Task list:
**1)** Transcribe the passage on parents as taxi drivers, starting with "Often a child" and going on through "make a choice!).".
**2)** Summarize the passage on parents as taxi drivers in two sentences.
**3)** Resume the passage on parents as taxi drivers from the point at which it stops.

-------- Passage shown

Bear with me through this important (I promise) introduction – this is January’s Colin Harkness Roving Wine Report, though it may not seem like it!

I’m sure, that as parents, we’ve all played the role of taxi driver for our children. When ‘I were a lad up in t’North’ cars were far fewer than they are now. When about 10 years old my Dad took me to a bike shop and bought me a second hand ‘Harry Quinn’ racing bike telling me that this was how I was going to get to school and, as got I older, to everywhere else I wanted to go. It became my pride and joy as well as my only means of transport.

Times have changed dramatically, of course, and the ‘school run’ has become an established ‘thing’ twice daily clogging up the roads approaching all the schools of the UK. How different are these roads outside of school hours and during holiday times! However, I guess (I’m not sure now, having moved to Spain) there is still a fair amount of traffic around them on Saturday mornings!

Sports fixtures, choir, orchestra, drama, extra art and a whole plethora of other activities mean that parents make the same trip. These taxi runs also occur out of school. We parents are always keen to introduce our children to various activities – all of the above and more, and therefore we go searching for clubs, societies, associations etc offering them whichever takes their, and our, fancy. We like our kids to try these activities initially to give them interests outside of school, outside of the home; to see which they enjoy, as well as for social education, making new friends etc.

Often a child will show interest as well as ability in one of the activities. This will mean selection for matches, concerts, competitions, gradings, gymkhanas, exhibitions and so on – therefore more taxiing! Sometimes a child will show particular promise which may mean further training, coaching and always, more miles on the car’s clock!

Occasionally a rare talent will be discovered, a child who is outstanding in whichever activity they’d chosen (sometimes even, more than one activity, causing some anxiety in later having to make a choice!). 

From a sports perspective I’ve had plenty of experience of this, as a parent, but also from the coaching side of things – specifically in football. A not too successful player, I was a decent coach, running school teams, and representative teams. I was headhunted by Liverpool FC and asked to scout junior footballers with potential. What a brilliant stroke of luck to get the job, but also, a while later, to receive a tip-off about a certain 10 years old boy playing football – Michael Owen.

----------------
-------- Data listing

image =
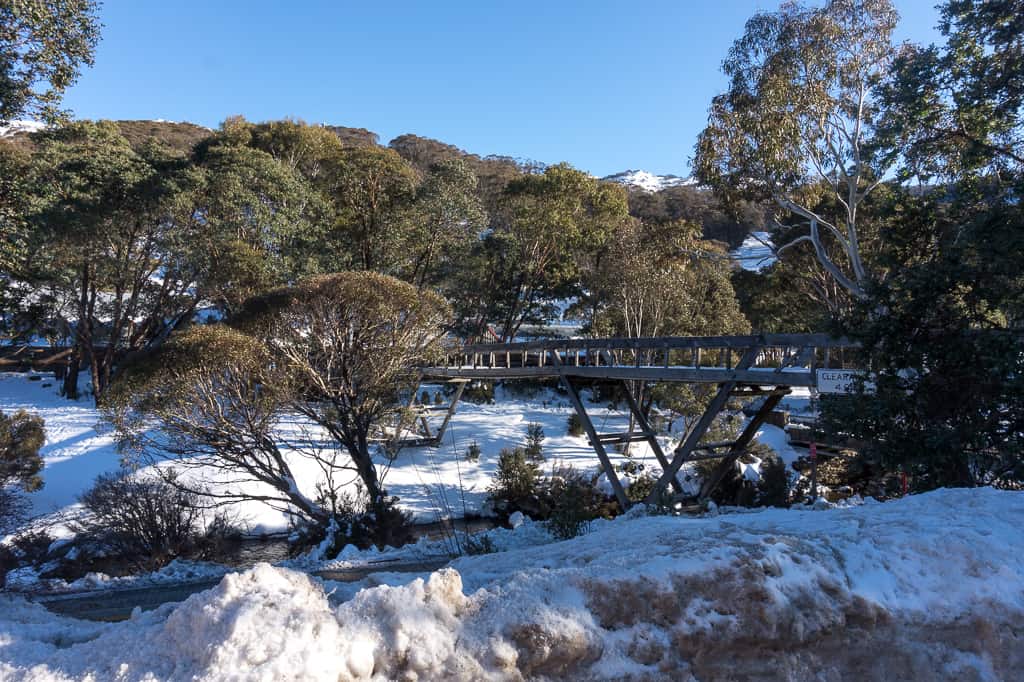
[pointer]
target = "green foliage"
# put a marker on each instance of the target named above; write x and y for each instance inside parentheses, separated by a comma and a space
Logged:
(146, 520)
(773, 486)
(549, 224)
(572, 502)
(43, 46)
(516, 483)
(535, 441)
(574, 425)
(22, 436)
(363, 523)
(947, 402)
(957, 110)
(801, 81)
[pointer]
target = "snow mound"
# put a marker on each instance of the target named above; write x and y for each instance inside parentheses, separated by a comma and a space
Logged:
(647, 181)
(756, 253)
(925, 588)
(263, 624)
(14, 127)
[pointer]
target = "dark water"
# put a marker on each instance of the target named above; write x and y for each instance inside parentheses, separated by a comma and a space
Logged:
(254, 550)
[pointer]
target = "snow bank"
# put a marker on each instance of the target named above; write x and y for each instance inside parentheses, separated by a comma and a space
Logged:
(930, 587)
(430, 482)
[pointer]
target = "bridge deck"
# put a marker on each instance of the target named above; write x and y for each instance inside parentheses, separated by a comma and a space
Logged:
(769, 365)
(781, 359)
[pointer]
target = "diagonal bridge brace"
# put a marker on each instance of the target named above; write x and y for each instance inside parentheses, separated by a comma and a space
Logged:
(690, 442)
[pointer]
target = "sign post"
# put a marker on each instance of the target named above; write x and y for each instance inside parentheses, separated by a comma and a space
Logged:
(841, 381)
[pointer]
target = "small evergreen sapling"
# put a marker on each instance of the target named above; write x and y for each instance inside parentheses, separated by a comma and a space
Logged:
(535, 441)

----------------

Answers for the exercise:
**1)**
Often a child will show interest as well as ability in one of the activities. This will mean selection for matches, concerts, competitions, gradings, gymkhanas, exhibitions and so on – therefore more taxiing! Sometimes a child will show particular promise which may mean further training, coaching and always, more miles on the car’s clock!

Occasionally a rare talent will be discovered, a child who is outstanding in whichever activity they’d chosen (sometimes even, more than one activity, causing some anxiety in later having to make a choice!).

**2)** The writer recalls being given a second-hand racing bike at about 10 years old as the only means of transport and contrasts this with today's school run, in which parents drive children to school and to many activities, driving still more as a child shows interest, ability or promise. Drawing on experience as a parent and as a football coach, the writer recounts being headhunted by Liverpool FC to scout junior footballers and later receiving a tip-off about a 10-year-old Michael Owen.

**3)**
We signed Michael and I’ve been delighted to see his rise in professional football and now in the media. During this time (and at last to the point of my article this month) I was very aware of the sacrifices his parents willingly made to take him to all the coaching, training, matches, trials etc. So, I understand exactly what Señor José Antonio Iniesta and his family must have gone through in the formative years of one of the world’s best footballers, Spanish International, Andrés Iniesta.

Andrés’ father worked the vineyards, mostly with horse, plough and cart, of the local landowner in the small village Fuentealbilla, not far from the city of Albacete. Papa took him everywhere, including, eventually to the mecca (well maybe equal mecca?!) of Camp Nou, Barcelona CF, for trials! A dream they’d all shared from Andrés’ very young childhood was about to come true.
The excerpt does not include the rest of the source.